**OBJECTIVE**
Write out all of the data exactly as it appears.

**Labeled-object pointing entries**
___

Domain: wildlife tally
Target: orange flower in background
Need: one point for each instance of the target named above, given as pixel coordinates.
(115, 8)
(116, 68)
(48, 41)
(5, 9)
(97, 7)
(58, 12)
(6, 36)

___

**FINAL ANSWER**
Domain: wildlife tally
Target: orange flower in background
Need: one point for each instance of the target named above, given as pixel coordinates.
(115, 8)
(116, 68)
(48, 41)
(5, 9)
(97, 7)
(58, 12)
(6, 36)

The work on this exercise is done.